───── Data section

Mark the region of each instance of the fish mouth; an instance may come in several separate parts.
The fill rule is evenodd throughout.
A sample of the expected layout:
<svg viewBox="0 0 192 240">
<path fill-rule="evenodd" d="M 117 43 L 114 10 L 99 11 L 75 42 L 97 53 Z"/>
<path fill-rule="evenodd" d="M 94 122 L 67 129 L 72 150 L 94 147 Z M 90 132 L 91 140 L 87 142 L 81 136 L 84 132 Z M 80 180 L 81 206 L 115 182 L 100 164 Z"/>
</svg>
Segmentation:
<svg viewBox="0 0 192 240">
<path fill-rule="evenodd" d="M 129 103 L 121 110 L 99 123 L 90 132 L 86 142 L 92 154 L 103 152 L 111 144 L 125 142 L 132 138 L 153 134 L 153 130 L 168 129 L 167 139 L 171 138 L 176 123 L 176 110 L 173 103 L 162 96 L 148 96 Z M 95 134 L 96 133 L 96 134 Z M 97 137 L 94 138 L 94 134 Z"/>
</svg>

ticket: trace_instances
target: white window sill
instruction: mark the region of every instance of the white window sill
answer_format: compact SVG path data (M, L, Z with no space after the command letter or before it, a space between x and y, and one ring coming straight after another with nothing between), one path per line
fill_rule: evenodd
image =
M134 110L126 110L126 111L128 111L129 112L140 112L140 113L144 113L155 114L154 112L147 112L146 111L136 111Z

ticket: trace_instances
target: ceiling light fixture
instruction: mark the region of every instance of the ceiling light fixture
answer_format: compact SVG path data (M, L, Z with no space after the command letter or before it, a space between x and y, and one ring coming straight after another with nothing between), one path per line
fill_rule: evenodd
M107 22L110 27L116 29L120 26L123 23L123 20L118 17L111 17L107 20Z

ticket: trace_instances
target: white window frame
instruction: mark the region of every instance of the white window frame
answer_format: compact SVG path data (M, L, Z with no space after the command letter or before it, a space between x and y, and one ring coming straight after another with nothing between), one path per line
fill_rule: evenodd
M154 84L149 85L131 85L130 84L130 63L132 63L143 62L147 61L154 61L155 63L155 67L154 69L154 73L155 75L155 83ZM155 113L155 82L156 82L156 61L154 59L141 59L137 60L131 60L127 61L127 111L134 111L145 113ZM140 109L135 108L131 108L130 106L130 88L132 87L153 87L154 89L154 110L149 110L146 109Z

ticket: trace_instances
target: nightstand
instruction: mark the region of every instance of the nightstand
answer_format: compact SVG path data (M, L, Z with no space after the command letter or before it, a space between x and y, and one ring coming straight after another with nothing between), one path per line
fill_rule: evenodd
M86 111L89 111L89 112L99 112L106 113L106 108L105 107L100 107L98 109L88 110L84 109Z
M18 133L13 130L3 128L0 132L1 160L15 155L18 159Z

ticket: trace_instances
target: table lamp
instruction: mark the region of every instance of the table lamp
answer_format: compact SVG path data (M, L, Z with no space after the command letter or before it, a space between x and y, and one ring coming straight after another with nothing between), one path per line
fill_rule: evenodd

──────────

» **What the task requires**
Word for word, write out all of the data above.

» **Written answer**
Mark the region of each instance of the fish mouth; an instance may come in several separate parts.
The fill rule is evenodd throughout.
A sample of the expected layout:
<svg viewBox="0 0 192 240">
<path fill-rule="evenodd" d="M 117 43 L 114 10 L 99 11 L 75 42 L 97 53 Z"/>
<path fill-rule="evenodd" d="M 94 122 L 67 129 L 72 150 L 94 147 Z M 90 132 L 91 140 L 87 142 L 81 136 L 84 132 Z M 80 180 L 81 206 L 115 182 L 100 164 Z"/>
</svg>
Segmentation:
<svg viewBox="0 0 192 240">
<path fill-rule="evenodd" d="M 129 103 L 121 110 L 99 123 L 90 132 L 86 142 L 92 154 L 103 152 L 111 144 L 125 142 L 132 138 L 153 134 L 153 130 L 168 129 L 167 139 L 171 138 L 176 123 L 176 110 L 173 103 L 162 96 L 148 96 Z M 95 134 L 96 133 L 96 134 Z M 97 137 L 94 138 L 94 134 Z"/>
</svg>

ticket: trace_instances
target: white window sill
instruction: mark the region of every instance of the white window sill
answer_format: compact SVG path data (M, L, Z with no space after the command letter or before it, a space between x and y, and one ring coming straight after another with nothing between), one path per line
fill_rule: evenodd
image =
M134 110L126 110L126 111L128 111L129 112L140 112L140 113L144 113L155 114L154 112L147 112L146 111L136 111Z

ticket: trace_instances
target: ceiling light fixture
instruction: mark the region of every instance of the ceiling light fixture
answer_format: compact SVG path data (M, L, Z with no space after the command letter or before it, a space between x and y, and one ring coming straight after another with nothing between), one path per line
fill_rule: evenodd
M107 22L110 27L116 29L120 26L123 23L123 20L118 17L111 17L107 20Z

ticket: trace_instances
target: white window frame
instruction: mark the region of every instance of the white window frame
answer_format: compact SVG path data (M, L, Z with no space after the command letter or before it, a space between x and y, and one ring coming straight after another with nothing between), one path per line
fill_rule: evenodd
M154 84L149 85L131 85L130 84L130 63L132 63L143 62L147 61L154 61L155 63L155 67L154 69L154 73L155 75L155 83ZM155 113L155 82L156 82L156 61L154 59L141 59L137 60L131 60L127 61L127 111L134 111L145 113ZM140 109L135 108L131 108L130 106L130 88L132 87L153 87L154 89L154 110L149 110L146 109Z

ticket: trace_instances
target: nightstand
instruction: mark the region of every instance of the nightstand
answer_format: compact SVG path data (M, L, Z with no space after the command letter or before it, a space between x and y, and one ring coming straight after another with nothing between), one path per line
fill_rule: evenodd
M86 111L89 111L89 112L99 112L106 113L106 108L105 107L100 107L98 109L88 110L84 109Z
M18 133L13 130L3 128L0 132L1 160L15 155L18 159Z

ticket: trace_instances
target: table lamp
instruction: mark the region of every instance of the table lamp
answer_format: compact SVG path data (M, L, Z with no space after the command letter or before it, a space between x and y, and one ring coming straight after another with nothing between), one path per line
fill_rule: evenodd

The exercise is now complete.